> **Exercise details**: Rewrite all the items, changing "standing person" to "upright person" and leaving everything else as it is.

"""

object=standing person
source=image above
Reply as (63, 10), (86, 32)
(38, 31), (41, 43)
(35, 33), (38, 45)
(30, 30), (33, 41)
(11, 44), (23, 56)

"""

> **Worked solution**:
object=upright person
source=image above
Reply as (63, 10), (86, 32)
(38, 31), (41, 43)
(35, 33), (38, 45)
(30, 30), (33, 41)
(11, 44), (23, 56)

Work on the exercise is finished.